THE DATA:
◇ ◇ ◇
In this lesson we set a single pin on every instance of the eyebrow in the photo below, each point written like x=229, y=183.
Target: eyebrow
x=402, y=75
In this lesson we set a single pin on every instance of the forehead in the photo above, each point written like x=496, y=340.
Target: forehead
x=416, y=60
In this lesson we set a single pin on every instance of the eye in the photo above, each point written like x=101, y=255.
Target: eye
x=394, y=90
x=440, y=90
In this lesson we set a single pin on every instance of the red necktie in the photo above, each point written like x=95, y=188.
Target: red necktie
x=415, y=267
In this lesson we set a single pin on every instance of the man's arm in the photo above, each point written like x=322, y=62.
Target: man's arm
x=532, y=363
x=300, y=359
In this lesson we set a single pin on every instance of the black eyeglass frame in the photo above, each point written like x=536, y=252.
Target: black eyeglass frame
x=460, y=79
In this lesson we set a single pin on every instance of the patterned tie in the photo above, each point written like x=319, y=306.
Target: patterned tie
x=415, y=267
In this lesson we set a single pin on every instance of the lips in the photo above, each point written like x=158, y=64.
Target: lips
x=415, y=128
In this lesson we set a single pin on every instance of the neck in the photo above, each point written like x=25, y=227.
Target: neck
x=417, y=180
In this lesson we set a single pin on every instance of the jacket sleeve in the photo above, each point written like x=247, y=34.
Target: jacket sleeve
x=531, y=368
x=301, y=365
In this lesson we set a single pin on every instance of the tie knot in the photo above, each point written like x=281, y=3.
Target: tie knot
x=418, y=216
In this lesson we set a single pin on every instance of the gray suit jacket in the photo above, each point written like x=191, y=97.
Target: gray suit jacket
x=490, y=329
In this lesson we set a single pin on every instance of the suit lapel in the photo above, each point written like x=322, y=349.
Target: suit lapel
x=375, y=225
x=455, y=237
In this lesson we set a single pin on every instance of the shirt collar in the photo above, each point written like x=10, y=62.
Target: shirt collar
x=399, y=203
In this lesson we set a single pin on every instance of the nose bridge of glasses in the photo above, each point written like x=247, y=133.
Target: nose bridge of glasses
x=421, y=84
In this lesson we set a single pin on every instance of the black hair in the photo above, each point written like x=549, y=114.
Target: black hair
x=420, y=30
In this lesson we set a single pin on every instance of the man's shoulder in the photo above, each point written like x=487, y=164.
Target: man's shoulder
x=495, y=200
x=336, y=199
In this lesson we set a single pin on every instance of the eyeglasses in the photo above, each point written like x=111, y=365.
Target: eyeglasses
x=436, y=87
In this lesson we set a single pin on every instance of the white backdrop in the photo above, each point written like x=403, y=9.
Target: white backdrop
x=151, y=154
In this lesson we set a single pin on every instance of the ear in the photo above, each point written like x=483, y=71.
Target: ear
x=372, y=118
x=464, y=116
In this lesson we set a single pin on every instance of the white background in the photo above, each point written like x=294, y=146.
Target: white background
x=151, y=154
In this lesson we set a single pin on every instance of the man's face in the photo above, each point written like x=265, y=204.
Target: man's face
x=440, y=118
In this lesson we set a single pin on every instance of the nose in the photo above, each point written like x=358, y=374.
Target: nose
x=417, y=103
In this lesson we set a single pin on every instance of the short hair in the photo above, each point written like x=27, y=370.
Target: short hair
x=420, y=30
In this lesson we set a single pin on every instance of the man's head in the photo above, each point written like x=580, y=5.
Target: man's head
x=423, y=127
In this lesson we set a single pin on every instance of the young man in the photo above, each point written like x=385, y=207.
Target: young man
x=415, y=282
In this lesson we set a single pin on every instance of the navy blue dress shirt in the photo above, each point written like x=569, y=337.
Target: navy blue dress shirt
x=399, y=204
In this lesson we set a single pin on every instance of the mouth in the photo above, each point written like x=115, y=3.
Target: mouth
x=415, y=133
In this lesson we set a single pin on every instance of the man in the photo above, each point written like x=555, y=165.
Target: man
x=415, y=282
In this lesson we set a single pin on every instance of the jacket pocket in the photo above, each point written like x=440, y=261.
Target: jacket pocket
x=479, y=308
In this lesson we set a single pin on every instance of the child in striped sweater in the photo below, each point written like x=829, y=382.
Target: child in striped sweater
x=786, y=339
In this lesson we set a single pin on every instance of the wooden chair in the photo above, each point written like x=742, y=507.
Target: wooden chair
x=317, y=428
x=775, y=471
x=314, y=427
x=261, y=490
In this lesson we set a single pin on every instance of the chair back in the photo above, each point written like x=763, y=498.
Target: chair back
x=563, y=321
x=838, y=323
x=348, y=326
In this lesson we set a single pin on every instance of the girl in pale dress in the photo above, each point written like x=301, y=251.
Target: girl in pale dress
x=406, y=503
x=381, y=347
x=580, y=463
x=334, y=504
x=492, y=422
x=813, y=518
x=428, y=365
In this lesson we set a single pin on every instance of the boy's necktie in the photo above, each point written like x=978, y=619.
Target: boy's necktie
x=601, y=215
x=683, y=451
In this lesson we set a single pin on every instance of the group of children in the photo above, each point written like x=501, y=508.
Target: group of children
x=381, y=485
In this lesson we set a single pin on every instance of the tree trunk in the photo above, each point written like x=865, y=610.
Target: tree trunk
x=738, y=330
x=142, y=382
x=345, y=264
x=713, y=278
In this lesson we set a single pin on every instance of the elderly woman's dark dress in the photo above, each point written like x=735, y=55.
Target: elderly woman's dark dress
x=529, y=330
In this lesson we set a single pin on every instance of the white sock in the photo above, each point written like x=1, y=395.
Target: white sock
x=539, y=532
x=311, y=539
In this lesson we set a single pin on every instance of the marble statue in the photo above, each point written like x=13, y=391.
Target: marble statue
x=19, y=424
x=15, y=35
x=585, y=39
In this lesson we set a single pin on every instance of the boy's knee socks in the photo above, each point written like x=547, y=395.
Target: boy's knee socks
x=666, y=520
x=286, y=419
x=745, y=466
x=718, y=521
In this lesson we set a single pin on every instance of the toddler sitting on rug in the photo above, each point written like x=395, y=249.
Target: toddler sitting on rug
◇ ◇ ◇
Could you set out all of the records above as a numbered list, dropping any blank lines?

SOLUTION FOR THIS TASK:
1. In this lesson we set a single pin on every instance of the eyebrow in the photo below, each point written like x=229, y=183.
2. Target: eyebrow
3. x=402, y=75
4. In this lesson we set a single pin on every instance of the forehead in the photo above, each point written like x=496, y=340.
5. Target: forehead
6. x=416, y=60
7. In this lesson we set a single pin on every instance of the eye in the photo above, each point written like x=101, y=255.
8. Target: eye
9. x=394, y=90
10. x=440, y=90
11. In this lesson we set a single pin on every instance of the red necktie in the photo above, each point written like x=95, y=188.
12. Target: red necktie
13. x=415, y=267
14. In this lesson we set a single pin on every instance of the man's arm in the photo above, each point written like x=322, y=62.
15. Target: man's arm
16. x=532, y=363
17. x=300, y=359
18. In this lesson we set a single pin on every instance of the black eyeglass frame in the photo above, each point written like x=536, y=252.
19. Target: black eyeglass frame
20. x=460, y=79
21. In this lesson we set a single pin on every instance of the patterned tie in the photo above, each point written like x=319, y=306.
22. Target: patterned tie
23. x=415, y=267
24. In this lesson we set a single pin on every instance of the lips in the photo above, each point written like x=158, y=64.
25. Target: lips
26. x=415, y=128
27. In this lesson we set a single pin on every instance of the neck in the photo above, each point written like x=25, y=227.
28. Target: neck
29. x=417, y=180
30. In this lesson we set a single pin on every instance of the jacket sleeve in the photo above, each point written like x=247, y=34.
31. Target: jacket sleeve
32. x=531, y=368
33. x=301, y=365
34. In this lesson we set a single pin on every instance of the tie knot in the photo above, each point written like x=281, y=3.
35. Target: tie knot
36. x=418, y=216
37. In this lesson we set a single pin on every instance of the gray suit jacket in the photo above, each point written like x=191, y=97.
38. Target: gray suit jacket
39. x=490, y=329
40. In this lesson we set a single pin on every instance of the suit lapel in the photo above, each point written like x=322, y=349.
41. Target: suit lapel
42. x=375, y=225
43. x=455, y=237
44. In this lesson we set a single pin on every instance of the shirt collar in the photo above, each point written like x=10, y=62.
45. Target: shirt collar
46. x=399, y=203
47. In this lesson we set a single pin on every instance of the nose bridge of glasses in the photo above, each point written like x=247, y=133.
48. Target: nose bridge of glasses
49. x=421, y=84
50. In this lesson we set a single pin on every instance of the black hair in the photo above, each point written like x=549, y=114.
51. Target: black hair
52. x=420, y=30
53. In this lesson we set a single pin on every instance of the man's shoulder in the photo above, each point written like x=487, y=164.
54. Target: man's shoulder
55. x=495, y=200
56. x=336, y=199
57. In this lesson we set a single pin on every instance of the eyeglasses in the photo above, each point written like x=111, y=365.
58. Target: eyeglasses
59. x=436, y=87
60. In this lesson we set a single pin on every instance of the white backdrop in the photo above, each point written like x=403, y=9.
61. Target: white backdrop
62. x=151, y=154
63. In this lesson we set a single pin on every instance of the ear in the photo above, each point written like x=483, y=71.
64. Target: ear
65. x=372, y=118
66. x=464, y=116
67. In this lesson we set a single pin on every instance of the white background in the photo above, each point written like x=294, y=146.
68. Target: white background
69. x=151, y=154
70. In this lesson we set a single pin on every instance of the man's face in the photo above, each point written like x=265, y=204.
71. Target: man's face
72. x=440, y=118
73. In this lesson we set a single pin on every instance of the nose in the photo above, each point written like x=358, y=374.
74. Target: nose
75. x=417, y=103
76. In this lesson we set a single pin on every instance of the short hair in the photo above, each point written like x=27, y=370.
77. Target: short hair
78. x=420, y=30
79. In this lesson we set a single pin on every instance of the man's head in the photo above, each point written like x=580, y=5.
80. Target: man's head
81. x=423, y=127
82. In this lesson we set a single pin on every instance of the young man in the photo above, each point written like x=385, y=207.
83. Target: young man
84. x=415, y=282
85. In this lesson we set a single pin on every instance of the navy blue dress shirt in the photo above, each point written like x=569, y=337.
86. Target: navy blue dress shirt
87. x=399, y=204
88. In this lesson we set a single pin on every instance of the mouth in the photo above, each point written like x=115, y=3.
89. Target: mouth
90. x=415, y=133
91. In this lesson we set a single pin on every instance of the man in the photo above, each point written like x=555, y=165.
92. Target: man
93. x=415, y=282
94. In this lesson we set a single pin on every instance of the jacket pocket in the photo above, each point written like x=440, y=261.
95. Target: jacket pocket
96. x=479, y=308
97. In this lesson we set a single pin on every instance of the child in striped sweater in the photo below, each point written like x=829, y=382.
98. Target: child in striped sweater
99. x=786, y=339
100. In this lesson we set a single pin on every instance of the wooden chair in the photo above, each point written like x=742, y=507.
101. Target: wooden chair
102. x=317, y=428
103. x=775, y=471
104. x=314, y=427
105. x=261, y=490
106. In this lesson we set a single pin on every instance of the chair back in the photo above, each point written like x=763, y=498.
107. Target: chair back
108. x=563, y=321
109. x=838, y=323
110. x=348, y=326
111. In this lesson we set a single pin on every instance of the girl in pale dress in the photo above, each point written like x=301, y=251.
112. Target: girl in pale dress
113. x=406, y=503
114. x=381, y=347
115. x=580, y=463
116. x=334, y=504
117. x=492, y=422
118. x=813, y=518
119. x=428, y=365
120. In this lesson we set a single pin on every instance of the boy's necktie in the photo above, each point written like x=978, y=619.
121. Target: boy's necktie
122. x=601, y=215
123. x=683, y=451
124. In this lesson we set a single pin on every instance of the group of children in the photo above, each point written like x=501, y=508.
125. Target: group of children
126. x=381, y=485
127. In this lesson we set a single pin on every instance of the tree trunk in the photo above, each point written like x=865, y=610.
128. Target: tree trunk
129. x=738, y=330
130. x=142, y=382
131. x=345, y=264
132. x=713, y=278
133. In this lesson we set a single pin on every instance of the elderly woman's dark dress in the photo above, each point written like x=735, y=55.
134. Target: elderly woman's dark dress
135. x=529, y=330
136. In this lesson we set a single pin on every instance of the white sock in the photo above, each point written like x=1, y=395.
137. Target: white sock
138. x=539, y=532
139. x=311, y=539
140. In this lesson we set a single pin on every instance of the marble statue in the photo above, each point written like x=13, y=391.
141. Target: marble statue
142. x=19, y=424
143. x=15, y=35
144. x=585, y=39
145. In this lesson we set a single pin on every instance of the boy's knee socks in the photo above, each point written like x=547, y=395.
146. Target: boy's knee socks
147. x=666, y=520
148. x=286, y=419
149. x=745, y=466
150. x=718, y=521
151. In this lesson we set a single pin on every instance of the toddler sitting on rug in the photo above, each point written like x=395, y=249.
152. Target: toddler sitting on rug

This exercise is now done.